* _REQUIRED ACTION_
For every record below, repeat the text exactly and pass over any image.

- Opening Delimiter -

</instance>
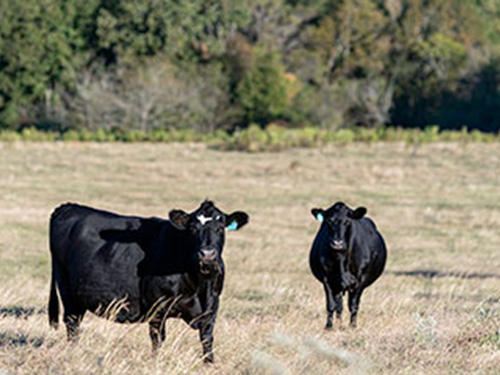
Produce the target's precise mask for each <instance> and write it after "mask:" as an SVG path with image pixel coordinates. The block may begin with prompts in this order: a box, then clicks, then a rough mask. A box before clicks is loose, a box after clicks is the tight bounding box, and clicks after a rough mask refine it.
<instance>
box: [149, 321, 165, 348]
mask: <svg viewBox="0 0 500 375" xmlns="http://www.w3.org/2000/svg"><path fill="white" fill-rule="evenodd" d="M149 337H151V343H152V344H153V354H154V355H155V354H156V353H157V352H158V349H159V348H160V346H161V344H162V343H163V342H164V341H165V338H166V335H165V319H162V318H156V319H153V320H151V321H150V322H149Z"/></svg>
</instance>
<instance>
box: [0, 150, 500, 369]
mask: <svg viewBox="0 0 500 375" xmlns="http://www.w3.org/2000/svg"><path fill="white" fill-rule="evenodd" d="M0 160H1V163H0V374H39V373H45V374H137V373H141V374H159V373H167V374H372V373H373V374H446V373H450V374H451V373H453V374H456V373H478V374H496V373H498V371H499V370H498V369H499V368H500V327H499V326H500V311H499V310H500V304H499V300H500V251H499V244H500V199H499V198H500V196H499V190H498V189H499V186H500V174H499V171H500V150H499V149H498V147H497V145H484V144H469V145H467V146H464V145H455V144H445V145H444V144H433V145H427V146H422V147H421V148H419V149H408V148H406V147H405V146H404V145H401V144H375V145H370V146H367V145H363V144H355V145H349V146H345V147H341V146H331V147H328V148H323V149H319V150H294V151H288V152H283V153H276V154H267V153H262V154H239V153H223V152H217V151H213V150H207V149H206V148H205V147H204V146H201V145H176V144H169V145H164V144H159V145H154V144H133V145H127V144H112V145H111V144H99V145H98V144H79V143H74V144H16V143H13V144H0ZM206 197H210V198H211V199H213V200H215V201H216V203H217V204H218V205H219V206H220V207H221V208H223V209H224V210H226V211H231V210H236V209H244V210H246V211H247V212H248V213H249V214H250V216H251V222H250V224H249V225H248V226H247V227H245V228H244V229H243V230H241V231H240V232H237V233H231V234H230V235H229V239H228V243H227V245H226V249H225V261H226V264H227V282H226V288H225V290H224V293H223V295H222V302H221V309H220V313H219V317H218V322H217V325H216V329H215V340H216V342H215V350H216V353H215V355H216V364H215V365H212V366H206V365H203V364H202V363H201V346H200V344H199V342H198V335H197V333H196V332H195V331H192V330H190V329H189V328H188V327H187V326H186V325H185V324H184V323H182V322H180V321H176V320H169V321H168V324H167V331H168V338H167V342H166V343H165V345H164V346H163V347H162V349H161V351H160V354H159V356H158V357H157V358H156V359H154V358H152V356H151V354H150V349H151V348H150V342H149V337H148V335H147V327H146V326H145V325H131V326H123V325H119V324H115V323H110V322H107V321H104V320H102V319H98V318H95V317H93V316H91V315H87V316H86V318H85V320H84V323H83V329H84V332H83V335H82V337H81V340H80V341H79V343H78V344H76V345H70V344H68V343H67V342H66V341H65V335H64V332H63V330H59V331H51V330H50V329H49V326H48V319H47V315H46V313H45V310H44V309H45V307H46V304H47V299H48V280H49V263H48V260H49V256H48V246H47V221H48V217H49V214H50V212H51V210H52V209H53V208H54V207H55V206H57V205H58V204H60V203H62V202H65V201H76V202H80V203H85V204H89V205H92V206H95V207H100V208H104V209H108V210H113V211H117V212H120V213H125V214H127V213H130V214H137V215H147V216H149V215H154V216H166V214H167V212H168V210H170V209H171V208H174V207H180V208H183V209H186V210H190V209H193V208H195V207H196V206H197V205H198V204H199V203H200V201H201V200H202V199H204V198H206ZM336 200H344V201H346V202H347V203H348V204H352V205H358V204H359V205H361V204H362V205H365V206H366V207H368V210H369V215H370V216H371V217H372V218H373V219H375V221H376V222H377V224H378V226H379V228H380V230H381V232H382V233H383V234H384V235H385V238H386V240H387V243H388V248H389V260H388V264H387V268H386V272H385V274H384V275H383V276H382V278H381V279H380V280H379V281H378V282H377V283H376V284H375V285H374V286H372V287H370V288H369V289H368V290H367V291H366V293H365V295H364V297H363V299H362V302H361V312H360V314H359V329H357V330H356V331H351V330H350V329H347V328H343V329H337V330H334V331H333V332H324V331H323V325H324V323H325V316H324V315H325V313H324V296H323V291H322V287H321V285H320V284H319V283H318V282H317V281H316V280H315V279H314V278H313V277H312V275H311V274H310V272H309V266H308V252H309V248H310V245H311V242H312V240H313V238H314V235H315V232H316V230H317V223H316V222H315V221H314V220H313V218H312V216H311V215H310V213H309V210H310V208H311V207H313V206H327V205H329V204H331V203H333V202H334V201H336ZM431 276H432V277H431ZM346 321H347V319H346ZM346 323H347V322H345V323H344V324H346Z"/></svg>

- Closing Delimiter -

* _FINAL ANSWER_
</instance>
Produce the target's precise mask for each <instance> and write it after "mask:" as an SVG path with image pixel coordinates. The block may begin with prompts in this order: a box, then clicks, then a rough mask. A box before clicks is loose, a box after clicks is the tight bounding box, and clicks after a rough mask refine it.
<instance>
box: [149, 321, 165, 348]
mask: <svg viewBox="0 0 500 375" xmlns="http://www.w3.org/2000/svg"><path fill="white" fill-rule="evenodd" d="M149 337H151V343H152V344H153V354H154V355H155V354H156V353H157V352H158V349H159V348H160V346H161V344H162V343H163V342H164V341H165V338H166V335H165V319H162V318H156V319H153V320H151V321H150V322H149Z"/></svg>
</instance>
<instance>
box: [0, 150, 500, 369]
mask: <svg viewBox="0 0 500 375" xmlns="http://www.w3.org/2000/svg"><path fill="white" fill-rule="evenodd" d="M0 160H1V163H0V374H39V373H45V374H137V373H141V374H159V373H167V374H372V373H373V374H446V373H450V374H451V373H453V374H456V373H478V374H496V373H498V371H499V370H498V369H499V368H500V327H499V326H500V311H499V310H500V304H499V300H500V251H499V244H500V199H499V198H500V196H499V190H498V189H499V186H500V174H499V171H500V150H499V149H498V147H497V145H484V144H469V145H467V146H464V145H455V144H445V145H444V144H433V145H427V146H422V147H421V148H419V149H408V148H406V147H405V146H404V145H401V144H375V145H370V146H367V145H363V144H355V145H349V146H345V147H341V146H331V147H328V148H323V149H319V150H294V151H288V152H283V153H276V154H267V153H262V154H239V153H223V152H217V151H213V150H207V149H206V148H205V147H204V146H201V145H176V144H169V145H164V144H159V145H154V144H133V145H127V144H112V145H111V144H99V145H98V144H79V143H74V144H16V143H13V144H0ZM206 197H210V198H211V199H213V200H215V201H216V203H217V204H218V205H219V206H220V207H221V208H223V209H224V210H226V211H231V210H236V209H244V210H246V211H247V212H248V213H249V214H250V216H251V222H250V224H249V225H248V226H247V227H245V228H244V229H243V230H241V231H240V232H237V233H231V234H230V235H229V239H228V243H227V245H226V249H225V261H226V264H227V282H226V288H225V290H224V293H223V295H222V302H221V309H220V313H219V317H218V322H217V325H216V329H215V340H216V342H215V350H216V353H215V355H216V364H215V365H212V366H206V365H203V364H202V363H201V346H200V344H199V342H198V335H197V333H196V332H195V331H192V330H190V329H189V328H188V327H187V326H186V325H185V324H184V323H182V322H180V321H176V320H169V321H168V324H167V331H168V338H167V342H166V343H165V345H164V346H163V347H162V349H161V351H160V354H159V356H158V357H157V358H156V359H154V358H152V356H151V354H150V349H151V348H150V342H149V337H148V335H147V327H146V326H145V325H131V326H123V325H119V324H115V323H110V322H107V321H104V320H102V319H98V318H95V317H93V316H91V315H87V316H86V318H85V320H84V323H83V329H84V332H83V335H82V337H81V340H80V341H79V343H78V344H76V345H70V344H68V343H67V342H66V341H65V335H64V332H63V330H59V331H51V330H50V329H49V326H48V319H47V315H46V313H45V310H44V309H45V307H46V304H47V299H48V280H49V263H48V260H49V256H48V246H47V221H48V217H49V214H50V212H51V210H52V209H53V208H54V207H55V206H57V205H58V204H60V203H62V202H65V201H76V202H80V203H85V204H89V205H92V206H95V207H100V208H104V209H108V210H113V211H117V212H120V213H125V214H127V213H130V214H137V215H147V216H149V215H154V216H166V214H167V212H168V210H170V209H171V208H174V207H180V208H183V209H186V210H190V209H193V208H195V207H196V206H197V205H198V204H199V203H200V201H201V200H202V199H204V198H206ZM336 200H344V201H346V202H347V203H348V204H352V205H358V204H359V205H361V204H362V205H365V206H366V207H368V210H369V215H370V216H371V217H372V218H373V219H375V221H376V222H377V224H378V226H379V228H380V230H381V232H382V233H383V234H384V235H385V238H386V240H387V243H388V248H389V260H388V264H387V268H386V272H385V274H384V275H383V276H382V278H381V279H380V280H379V281H378V282H377V283H376V284H375V285H374V286H372V287H370V288H369V289H368V290H367V291H366V293H365V295H364V297H363V299H362V302H361V312H360V314H359V329H357V330H356V331H351V330H350V329H347V328H343V329H337V330H334V331H333V332H324V331H323V325H324V323H325V316H324V315H325V313H324V296H323V291H322V287H321V285H320V284H319V283H318V282H317V281H316V280H315V279H314V278H313V277H312V275H311V274H310V272H309V266H308V252H309V248H310V245H311V242H312V240H313V238H314V235H315V232H316V230H317V223H316V222H315V221H314V220H313V218H312V216H311V215H310V213H309V210H310V208H311V207H313V206H327V205H329V204H331V203H333V202H334V201H336ZM431 276H432V277H431ZM346 321H347V319H346ZM346 323H347V322H345V323H344V324H346Z"/></svg>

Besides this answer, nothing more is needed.